• _Direction_:
Rename "side window" to "door glass" in the records starting at the line containing "--target car side window" and ending at the line containing "M 471 147 L", and give only those lines back with everything else unchanged.

• _Available records_:
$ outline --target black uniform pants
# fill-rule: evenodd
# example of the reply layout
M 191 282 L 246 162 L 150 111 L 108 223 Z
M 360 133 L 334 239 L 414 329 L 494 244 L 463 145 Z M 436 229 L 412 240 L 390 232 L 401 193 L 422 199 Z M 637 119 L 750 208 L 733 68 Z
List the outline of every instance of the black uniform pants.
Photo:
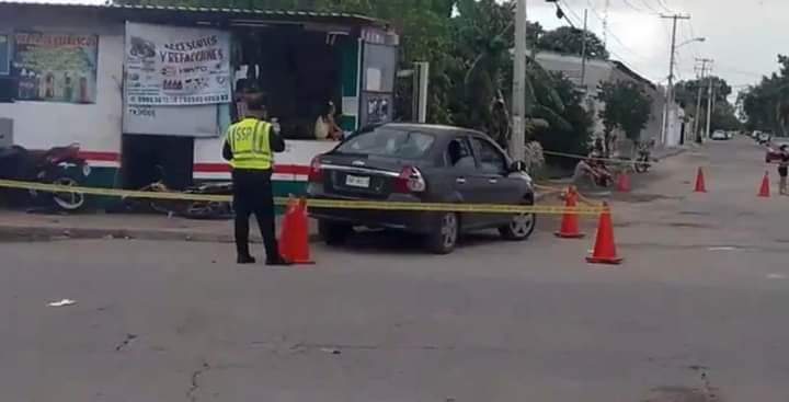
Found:
M 239 255 L 249 255 L 249 218 L 253 214 L 263 237 L 266 259 L 274 260 L 279 255 L 271 175 L 271 170 L 236 169 L 232 172 L 236 251 Z

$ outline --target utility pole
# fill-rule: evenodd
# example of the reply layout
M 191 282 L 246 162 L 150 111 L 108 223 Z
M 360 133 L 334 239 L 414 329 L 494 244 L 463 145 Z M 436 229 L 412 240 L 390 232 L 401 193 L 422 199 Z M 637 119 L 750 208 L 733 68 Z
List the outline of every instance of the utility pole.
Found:
M 677 20 L 690 20 L 690 15 L 661 14 L 661 19 L 671 19 L 672 23 L 672 47 L 671 57 L 668 58 L 668 84 L 666 87 L 665 103 L 663 104 L 663 126 L 661 127 L 661 142 L 665 143 L 668 133 L 668 114 L 670 107 L 674 107 L 674 61 L 676 54 L 676 23 Z
M 696 136 L 696 142 L 701 143 L 701 130 L 699 130 L 699 122 L 701 120 L 701 94 L 705 74 L 707 73 L 707 64 L 712 62 L 712 59 L 696 59 L 697 62 L 701 64 L 701 72 L 698 76 L 698 94 L 696 95 L 696 117 L 694 118 L 694 136 Z
M 610 8 L 610 0 L 606 0 L 605 9 L 603 10 L 603 47 L 608 48 L 608 9 Z
M 513 133 L 510 156 L 516 161 L 525 158 L 526 123 L 526 0 L 515 5 L 515 62 L 513 64 Z
M 588 19 L 588 9 L 584 9 L 584 32 L 581 42 L 581 87 L 586 96 L 586 20 Z
M 712 66 L 710 66 L 709 72 L 710 74 L 707 78 L 709 80 L 709 92 L 707 96 L 707 138 L 709 138 L 710 120 L 712 119 Z

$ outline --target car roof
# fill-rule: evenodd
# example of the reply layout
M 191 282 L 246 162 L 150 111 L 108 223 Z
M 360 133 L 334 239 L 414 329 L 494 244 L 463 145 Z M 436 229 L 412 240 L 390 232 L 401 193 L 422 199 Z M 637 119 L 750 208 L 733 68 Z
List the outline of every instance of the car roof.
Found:
M 484 135 L 481 131 L 457 126 L 448 126 L 443 124 L 424 124 L 424 123 L 387 123 L 379 127 L 395 128 L 400 130 L 421 130 L 437 136 L 456 135 L 458 131 Z

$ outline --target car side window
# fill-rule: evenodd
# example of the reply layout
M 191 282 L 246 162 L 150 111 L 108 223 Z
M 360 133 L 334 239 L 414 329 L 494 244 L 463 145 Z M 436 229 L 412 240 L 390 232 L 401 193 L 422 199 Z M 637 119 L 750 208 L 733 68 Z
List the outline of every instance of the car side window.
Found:
M 489 174 L 506 174 L 506 158 L 492 143 L 480 138 L 472 138 L 480 170 Z
M 471 147 L 469 147 L 468 140 L 462 137 L 458 137 L 449 141 L 445 158 L 447 166 L 457 169 L 476 168 L 473 153 L 471 153 Z

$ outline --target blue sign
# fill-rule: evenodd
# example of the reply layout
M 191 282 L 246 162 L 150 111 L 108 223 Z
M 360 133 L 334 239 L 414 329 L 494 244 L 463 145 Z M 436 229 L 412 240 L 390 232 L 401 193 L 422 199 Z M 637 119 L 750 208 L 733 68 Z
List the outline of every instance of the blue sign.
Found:
M 11 72 L 11 35 L 0 34 L 0 76 Z

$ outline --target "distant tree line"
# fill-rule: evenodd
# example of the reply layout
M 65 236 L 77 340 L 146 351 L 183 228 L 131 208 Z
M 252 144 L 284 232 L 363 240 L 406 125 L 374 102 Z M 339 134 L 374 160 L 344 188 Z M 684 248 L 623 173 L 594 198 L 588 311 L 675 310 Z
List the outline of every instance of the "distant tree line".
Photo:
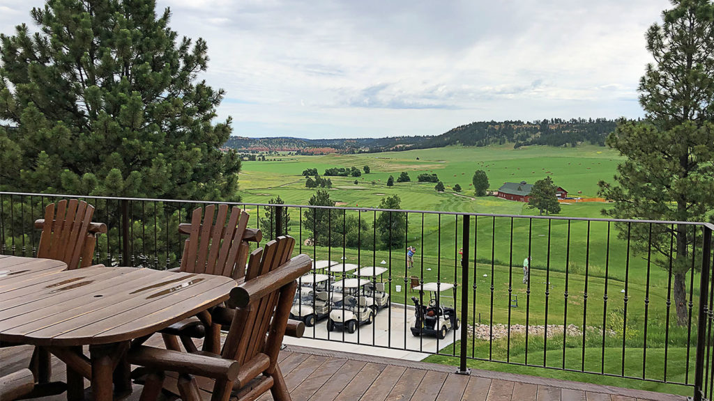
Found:
M 360 177 L 362 176 L 362 171 L 356 167 L 333 167 L 325 169 L 325 176 L 332 177 Z

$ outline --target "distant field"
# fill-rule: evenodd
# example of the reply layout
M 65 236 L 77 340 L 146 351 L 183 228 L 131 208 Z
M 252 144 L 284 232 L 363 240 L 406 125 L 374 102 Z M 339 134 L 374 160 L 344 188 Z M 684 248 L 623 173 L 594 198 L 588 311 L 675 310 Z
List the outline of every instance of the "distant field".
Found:
M 317 168 L 321 174 L 330 167 L 361 168 L 366 165 L 371 172 L 357 178 L 356 186 L 354 178 L 331 178 L 334 187 L 331 191 L 333 200 L 349 206 L 376 207 L 382 198 L 397 194 L 401 198 L 402 208 L 406 209 L 533 214 L 534 210 L 526 209 L 519 202 L 492 197 L 470 198 L 473 196 L 470 187 L 473 172 L 478 169 L 486 171 L 491 190 L 498 189 L 506 181 L 533 183 L 550 176 L 556 185 L 573 196 L 595 196 L 598 181 L 610 180 L 619 160 L 615 151 L 598 146 L 528 146 L 519 149 L 511 146 L 447 147 L 321 156 L 281 155 L 277 157 L 283 158 L 281 161 L 243 162 L 240 193 L 244 202 L 268 202 L 279 195 L 286 203 L 306 204 L 313 191 L 305 188 L 305 178 L 301 175 L 303 170 Z M 412 182 L 386 186 L 389 176 L 396 179 L 401 171 L 408 172 Z M 438 193 L 433 183 L 416 183 L 417 176 L 422 173 L 437 174 L 447 191 Z M 463 188 L 461 193 L 463 196 L 453 194 L 451 188 L 456 183 Z M 599 215 L 602 208 L 602 203 L 564 205 L 563 215 Z

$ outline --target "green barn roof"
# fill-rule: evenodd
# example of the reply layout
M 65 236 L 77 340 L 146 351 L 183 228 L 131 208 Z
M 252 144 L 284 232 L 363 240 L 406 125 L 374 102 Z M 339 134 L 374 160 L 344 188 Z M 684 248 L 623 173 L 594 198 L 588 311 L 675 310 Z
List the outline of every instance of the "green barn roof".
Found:
M 501 188 L 498 188 L 498 192 L 527 196 L 531 193 L 531 189 L 533 187 L 533 184 L 527 184 L 526 181 L 521 181 L 520 183 L 503 183 L 503 185 L 501 186 Z

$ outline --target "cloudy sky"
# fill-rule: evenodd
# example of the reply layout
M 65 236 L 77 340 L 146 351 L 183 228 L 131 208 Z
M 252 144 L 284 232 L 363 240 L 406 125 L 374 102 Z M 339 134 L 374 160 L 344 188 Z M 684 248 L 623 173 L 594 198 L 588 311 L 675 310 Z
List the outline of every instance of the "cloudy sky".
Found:
M 202 37 L 233 135 L 438 135 L 476 121 L 643 116 L 666 0 L 157 0 Z M 0 0 L 0 32 L 39 0 Z

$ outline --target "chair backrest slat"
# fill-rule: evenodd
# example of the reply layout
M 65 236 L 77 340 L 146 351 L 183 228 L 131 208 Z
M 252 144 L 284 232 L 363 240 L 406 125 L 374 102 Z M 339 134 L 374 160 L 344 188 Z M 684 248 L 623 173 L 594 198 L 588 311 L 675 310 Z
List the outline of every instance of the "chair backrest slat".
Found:
M 234 277 L 236 273 L 242 275 L 248 248 L 243 236 L 250 216 L 237 207 L 228 215 L 228 205 L 219 205 L 214 221 L 215 212 L 215 205 L 193 210 L 181 270 L 226 277 Z
M 85 249 L 85 245 L 92 236 L 89 233 L 94 214 L 94 206 L 76 199 L 47 205 L 37 257 L 61 260 L 69 269 L 79 268 L 80 263 L 88 265 L 91 252 Z
M 289 260 L 294 246 L 293 238 L 280 237 L 266 244 L 263 249 L 253 251 L 249 259 L 246 281 L 268 273 Z M 271 321 L 274 320 L 272 319 L 273 313 L 278 304 L 281 303 L 280 300 L 283 297 L 281 290 L 278 288 L 264 295 L 251 305 L 251 309 L 249 312 L 242 315 L 242 320 L 240 322 L 234 322 L 234 324 L 231 325 L 231 328 L 236 325 L 246 328 L 236 344 L 231 345 L 226 342 L 227 345 L 224 345 L 223 347 L 223 357 L 232 357 L 239 363 L 245 363 L 258 353 L 265 351 L 268 338 L 266 334 Z M 283 314 L 285 313 L 289 314 L 289 307 L 292 304 L 294 293 L 295 289 L 293 288 L 292 294 L 286 295 L 290 298 L 290 303 L 286 303 L 287 301 L 283 300 L 281 303 L 287 305 L 287 312 L 283 311 Z M 235 348 L 231 349 L 231 347 Z

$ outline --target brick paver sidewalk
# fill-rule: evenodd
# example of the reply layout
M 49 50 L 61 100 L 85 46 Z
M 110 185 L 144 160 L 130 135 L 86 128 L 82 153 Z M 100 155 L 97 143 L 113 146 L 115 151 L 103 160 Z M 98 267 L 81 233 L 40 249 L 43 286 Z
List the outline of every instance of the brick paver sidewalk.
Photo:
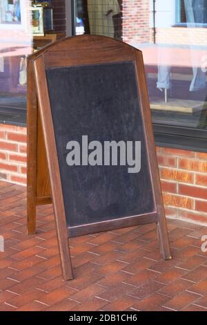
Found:
M 26 234 L 26 189 L 0 181 L 0 310 L 207 311 L 207 228 L 168 221 L 173 259 L 161 259 L 155 225 L 70 241 L 75 279 L 61 278 L 51 205 Z

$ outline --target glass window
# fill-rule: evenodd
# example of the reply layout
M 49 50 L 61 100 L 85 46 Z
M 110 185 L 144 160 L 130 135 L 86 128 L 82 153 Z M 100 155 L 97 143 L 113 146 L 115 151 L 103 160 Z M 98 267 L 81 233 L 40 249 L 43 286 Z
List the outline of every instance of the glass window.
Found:
M 65 0 L 0 0 L 0 123 L 26 123 L 28 55 L 66 30 Z
M 0 0 L 1 122 L 26 109 L 27 55 L 32 53 L 30 1 Z
M 155 124 L 207 127 L 206 0 L 77 0 L 77 34 L 122 39 L 144 54 Z

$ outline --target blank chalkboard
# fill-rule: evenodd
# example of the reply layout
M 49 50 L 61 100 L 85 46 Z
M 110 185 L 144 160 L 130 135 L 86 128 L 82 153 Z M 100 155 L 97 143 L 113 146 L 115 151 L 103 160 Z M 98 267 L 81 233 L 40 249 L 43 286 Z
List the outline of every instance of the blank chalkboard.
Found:
M 155 210 L 133 62 L 46 71 L 68 227 Z M 128 166 L 68 166 L 69 141 L 141 141 L 139 173 Z M 90 153 L 90 151 L 89 151 Z
M 170 259 L 141 52 L 109 37 L 81 35 L 49 46 L 33 66 L 30 89 L 34 80 L 64 279 L 73 278 L 68 238 L 84 234 L 155 222 L 163 257 Z M 37 125 L 36 106 L 34 96 L 29 130 Z M 99 144 L 102 163 L 83 164 L 83 137 Z M 77 165 L 68 164 L 71 142 L 79 146 Z M 133 158 L 138 148 L 136 172 L 119 149 L 116 163 L 106 164 L 106 142 L 121 142 L 126 152 L 132 144 Z

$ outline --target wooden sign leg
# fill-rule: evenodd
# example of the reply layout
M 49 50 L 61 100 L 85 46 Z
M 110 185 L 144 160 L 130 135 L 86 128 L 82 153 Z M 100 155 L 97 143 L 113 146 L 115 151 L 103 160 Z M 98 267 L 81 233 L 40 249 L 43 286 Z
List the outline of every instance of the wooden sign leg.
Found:
M 170 243 L 168 229 L 165 217 L 165 212 L 163 207 L 157 207 L 157 230 L 160 243 L 160 250 L 164 259 L 171 259 Z
M 37 188 L 37 93 L 34 85 L 33 68 L 31 61 L 28 64 L 28 169 L 27 210 L 28 234 L 36 232 L 36 188 Z

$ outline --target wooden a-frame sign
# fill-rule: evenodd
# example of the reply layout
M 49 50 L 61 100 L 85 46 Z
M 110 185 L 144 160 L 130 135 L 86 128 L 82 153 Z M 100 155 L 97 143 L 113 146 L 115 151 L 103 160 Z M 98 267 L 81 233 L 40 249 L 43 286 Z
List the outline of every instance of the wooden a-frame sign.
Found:
M 122 166 L 67 165 L 67 140 L 86 134 L 100 142 L 140 140 L 140 172 L 127 173 Z M 139 50 L 108 37 L 81 35 L 29 57 L 29 234 L 36 232 L 36 207 L 52 202 L 66 280 L 73 278 L 72 236 L 157 223 L 163 257 L 171 259 Z

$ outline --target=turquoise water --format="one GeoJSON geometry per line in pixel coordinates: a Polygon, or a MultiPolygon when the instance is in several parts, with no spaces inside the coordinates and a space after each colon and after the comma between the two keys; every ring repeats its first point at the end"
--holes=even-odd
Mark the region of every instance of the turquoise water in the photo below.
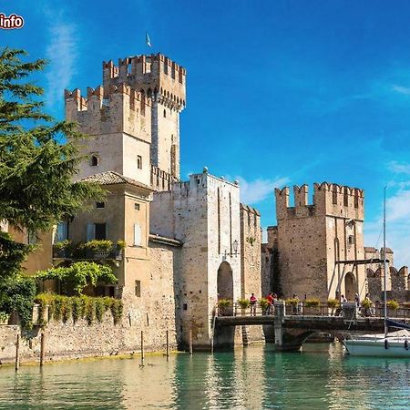
{"type": "Polygon", "coordinates": [[[300,354],[234,353],[0,368],[0,408],[405,409],[410,360],[345,356],[339,343],[300,354]]]}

• _Written response_:
$ outline --target car door glass
# fill-rule: evenodd
# example of the reply layout
M 191 282 L 246 162 L 150 111 L 108 223 Z
M 360 133 L 334 239 L 414 329 L 494 244 L 463 145 Z M 436 229 L 412 240 L 390 232 L 401 193 L 422 199 Z M 637 119 L 750 208 L 733 68 Z
List the outline of every instance of the car door glass.
Found:
M 489 174 L 506 174 L 506 158 L 492 143 L 480 138 L 472 138 L 480 170 Z
M 471 147 L 469 147 L 468 140 L 462 137 L 458 137 L 449 141 L 445 158 L 447 166 L 457 169 L 476 168 L 473 153 L 471 153 Z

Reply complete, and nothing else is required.